**Document passage:**
======

Employees pose for a photograph with “Le pont de Trinquetaille” by Vincent van Gogh at Christie’s gallery prior to the New York spring season of evening sales, in London, Britain, April 22, 2021. REUTERS/Peter Nicholls
April 22, 2021
By Hanna Rantala
LONDON (Reuters) – Paintings by Pablo Picasso, Piet Mondrian and Vincent Van Gogh went on display at Christie’s in London on Thursday ahead of a May sale, with the auction house encouraging art fans to book viewings while museums remain closed in Britain.
The three oil paintings are the highlights of the upcoming “20th Century Evening Sale” on May 13 in New York. They were previously on show in Hong Kong.
The sale will be led by Picasso’s 1932 work “Femme assise près d’une fenêtre (Marie-Thérèse)”, a portrait of the artist’s mistress, which is seen selling around $55 million.
“It’s an incredibly iconic image. It hasn’t been seen up at auction since 2013,” Keith Gill, head of the Impressionist and Modern Art department at Christie’s London, told Reuters.
“And the appreciation of Marie-Therese portraits, particularly from 1932, has very much grown since that time. So this will be a stand-out price for the artist.”
Mondrian’s “Composition: No. II, with Yellow, Red and Blue” makes its first public outing in nearly 30 years. The painting has been in private hands since it last appeared at auction in 1993, Gill said. It is estimated to sell in the region of $25 million.
“Mondrians of this quality, of this iconic sort of modernist image, are incredibly rare. The vast majority are in museums and … we haven’t had a Mondrian of this quality at auction since 2015,” he said.

======

**Dataset:**
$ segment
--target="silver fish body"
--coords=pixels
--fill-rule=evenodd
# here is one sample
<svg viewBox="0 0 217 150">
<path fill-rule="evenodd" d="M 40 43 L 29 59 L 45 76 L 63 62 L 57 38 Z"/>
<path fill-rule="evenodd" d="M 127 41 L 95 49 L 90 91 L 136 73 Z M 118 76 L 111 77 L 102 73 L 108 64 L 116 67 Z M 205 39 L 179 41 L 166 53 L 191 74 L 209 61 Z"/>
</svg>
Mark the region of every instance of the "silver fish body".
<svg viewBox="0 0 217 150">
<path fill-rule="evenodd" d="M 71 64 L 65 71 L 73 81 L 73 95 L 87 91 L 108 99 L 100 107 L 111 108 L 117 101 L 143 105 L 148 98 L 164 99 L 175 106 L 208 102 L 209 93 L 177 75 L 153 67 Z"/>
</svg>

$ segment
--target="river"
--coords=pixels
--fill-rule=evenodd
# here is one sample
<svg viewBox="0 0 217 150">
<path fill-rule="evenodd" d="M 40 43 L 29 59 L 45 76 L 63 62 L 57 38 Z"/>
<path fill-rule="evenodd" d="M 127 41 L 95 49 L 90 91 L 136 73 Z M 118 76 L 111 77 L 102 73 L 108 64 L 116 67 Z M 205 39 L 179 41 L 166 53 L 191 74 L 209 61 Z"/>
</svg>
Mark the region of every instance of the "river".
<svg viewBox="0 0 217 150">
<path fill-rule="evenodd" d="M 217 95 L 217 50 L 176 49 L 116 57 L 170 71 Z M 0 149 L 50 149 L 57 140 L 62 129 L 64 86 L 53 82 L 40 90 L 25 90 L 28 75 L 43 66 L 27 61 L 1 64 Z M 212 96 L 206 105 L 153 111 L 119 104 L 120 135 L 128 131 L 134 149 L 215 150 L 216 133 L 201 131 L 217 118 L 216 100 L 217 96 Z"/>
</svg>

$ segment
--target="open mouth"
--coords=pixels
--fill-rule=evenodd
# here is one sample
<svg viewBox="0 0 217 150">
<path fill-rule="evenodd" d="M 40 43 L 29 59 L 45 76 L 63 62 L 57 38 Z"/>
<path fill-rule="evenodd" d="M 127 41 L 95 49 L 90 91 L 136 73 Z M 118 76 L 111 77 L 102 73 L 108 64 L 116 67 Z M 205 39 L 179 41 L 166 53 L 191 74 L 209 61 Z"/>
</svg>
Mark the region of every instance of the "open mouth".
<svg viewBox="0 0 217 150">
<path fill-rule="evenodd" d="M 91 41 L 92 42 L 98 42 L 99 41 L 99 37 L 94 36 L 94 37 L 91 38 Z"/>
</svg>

======

**Instructions to follow:** Copy the Christie's auction article word for word, starting at the words "The three oil" and ending after "around $55 million.".

**Result:**
The three oil paintings are the highlights of the upcoming “20th Century Evening Sale” on May 13 in New York. They were previously on show in Hong Kong.
The sale will be led by Picasso’s 1932 work “Femme assise près d’une fenêtre (Marie-Thérèse)”, a portrait of the artist’s mistress, which is seen selling around $55 million.